* **REQUIREMENTS**:
**A)** In the symposium announcement, what are all the formats in which first-year students present their work?
**B)** Can you repeat everything in the symposium announcement from "2009 Symposium Poster Design" down to "over 600 people.", word for word?

* **DOCUMENT TEXT**:
University Writing & Research Symposium Held This Week

Mi Sun Kwon, 2009 Symposium Poster Contest Winning Design Over 600 first-year students slated to exchange insights and advice in the 6th Annual Writing & Research Symposium, a campus-wide capstone event sponsored by the University Writing Program. In addition, the Symposium features a Keystone Lecture by the Hon. Eileen Claussen, President of the Pew Center on Global Climate Change and Strategies for the Global Environment. Ms Claussen's lecture, entitled "Answering the Climate Challenge: Reflections on the Journey," is co-sponsored by the Women's Leadership Program and the University Writing Program.

2009 Symposium Poster Design by Mi Sun Kwon


Where & When
The Foggy Bottom & Mt. Vernon Campuses
of The George Washington University
Thursday-Friday, April 23-4.

The 6th annual University Writing and Research Symposium will take place on Thursday, April 23 through Friday, April 24 on the Foggy Bottom and Mount Vernon campuses of The George Washington University. Over the two-day event 170 student-panelists will be speaking to a combined anticipated audience of over 600 people.

In panels of three of four speakers, in roundtable discussions, in research poster sessions, or even in dramatic readings of original works, students in the first-year writing course (UW20) present their research and writing in a public forum that includes fellow students, faculty, and members of the broader DC community.

The event offers student-researchers the opportunity to present their research in order to see how the concerns they address in their own projects connect with concerns of other researchers and matters of public interest. Since students present their work while it is still in progress, get the opportunity to see what their peers in other first-year writing classes are doing and to get useful feedback on their work. As a result, discussion at the Symposium focuses as much on the uses, values, and processes of research and research-based writing, as it does on the topics of the research projects themselves.

Dean of Freshmen Frederic Siegel describes the Symposium as "one of the year's best programs," noting that "the intellectual engagement of freshmen is one of [the University's] most important priorities and the Symposium works perfectly in this regard."

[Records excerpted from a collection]
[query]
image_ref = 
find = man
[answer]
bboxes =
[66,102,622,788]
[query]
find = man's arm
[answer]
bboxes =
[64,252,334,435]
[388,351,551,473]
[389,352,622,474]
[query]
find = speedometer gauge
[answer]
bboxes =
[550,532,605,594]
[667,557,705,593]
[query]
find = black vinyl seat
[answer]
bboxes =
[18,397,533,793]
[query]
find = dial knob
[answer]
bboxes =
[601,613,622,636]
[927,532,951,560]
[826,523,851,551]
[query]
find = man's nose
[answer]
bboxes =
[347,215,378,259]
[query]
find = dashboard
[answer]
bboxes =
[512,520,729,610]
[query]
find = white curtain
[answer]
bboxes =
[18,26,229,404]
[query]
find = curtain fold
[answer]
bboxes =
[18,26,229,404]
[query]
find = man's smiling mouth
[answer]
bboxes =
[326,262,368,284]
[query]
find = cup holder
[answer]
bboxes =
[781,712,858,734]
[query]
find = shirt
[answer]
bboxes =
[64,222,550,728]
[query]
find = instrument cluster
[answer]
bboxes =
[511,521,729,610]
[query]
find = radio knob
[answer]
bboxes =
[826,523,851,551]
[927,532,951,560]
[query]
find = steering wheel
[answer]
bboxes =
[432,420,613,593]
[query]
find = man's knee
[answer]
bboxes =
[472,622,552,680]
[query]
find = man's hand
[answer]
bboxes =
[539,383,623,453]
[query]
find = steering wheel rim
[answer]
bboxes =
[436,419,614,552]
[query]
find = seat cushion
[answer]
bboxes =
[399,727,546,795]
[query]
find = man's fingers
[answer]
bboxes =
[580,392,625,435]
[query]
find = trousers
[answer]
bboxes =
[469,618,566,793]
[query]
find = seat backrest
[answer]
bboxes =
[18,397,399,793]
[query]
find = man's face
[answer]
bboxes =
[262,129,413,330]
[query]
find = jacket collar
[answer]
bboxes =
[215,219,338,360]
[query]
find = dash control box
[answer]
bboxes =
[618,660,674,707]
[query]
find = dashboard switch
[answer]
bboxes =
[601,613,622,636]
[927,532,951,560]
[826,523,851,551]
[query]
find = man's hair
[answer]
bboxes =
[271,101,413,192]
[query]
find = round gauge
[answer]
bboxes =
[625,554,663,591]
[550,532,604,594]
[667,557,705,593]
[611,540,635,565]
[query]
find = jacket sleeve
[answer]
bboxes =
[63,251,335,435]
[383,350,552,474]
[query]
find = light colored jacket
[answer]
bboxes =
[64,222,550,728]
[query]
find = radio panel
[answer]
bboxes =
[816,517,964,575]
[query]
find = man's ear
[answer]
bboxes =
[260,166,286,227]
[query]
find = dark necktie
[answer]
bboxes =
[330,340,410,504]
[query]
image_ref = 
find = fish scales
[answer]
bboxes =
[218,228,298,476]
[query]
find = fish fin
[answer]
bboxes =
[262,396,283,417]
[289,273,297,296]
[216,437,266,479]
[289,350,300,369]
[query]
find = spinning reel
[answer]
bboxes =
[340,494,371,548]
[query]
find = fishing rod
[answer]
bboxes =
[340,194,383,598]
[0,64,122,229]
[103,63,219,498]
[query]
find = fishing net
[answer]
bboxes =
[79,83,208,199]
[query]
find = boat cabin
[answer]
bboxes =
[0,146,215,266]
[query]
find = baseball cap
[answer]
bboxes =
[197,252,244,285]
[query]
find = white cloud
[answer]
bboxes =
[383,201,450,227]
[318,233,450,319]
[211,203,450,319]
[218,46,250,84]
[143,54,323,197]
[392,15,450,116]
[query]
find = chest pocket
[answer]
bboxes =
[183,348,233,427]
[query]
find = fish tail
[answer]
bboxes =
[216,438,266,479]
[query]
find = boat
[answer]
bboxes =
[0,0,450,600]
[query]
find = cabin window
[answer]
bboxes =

* **RESULTS OF THE TASKS**:
**A)** Panels, roundtable discussions, research poster sessions, and dramatic readings of original works.

**B)**
2009 Symposium Poster Design by Mi Sun Kwon


Where & When
The Foggy Bottom & Mt. Vernon Campuses
of The George Washington University
Thursday-Friday, April 23-4.

The 6th annual University Writing and Research Symposium will take place on Thursday, April 23 through Friday, April 24 on the Foggy Bottom and Mount Vernon campuses of The George Washington University. Over the two-day event 170 student-panelists will be speaking to a combined anticipated audience of over 600 people.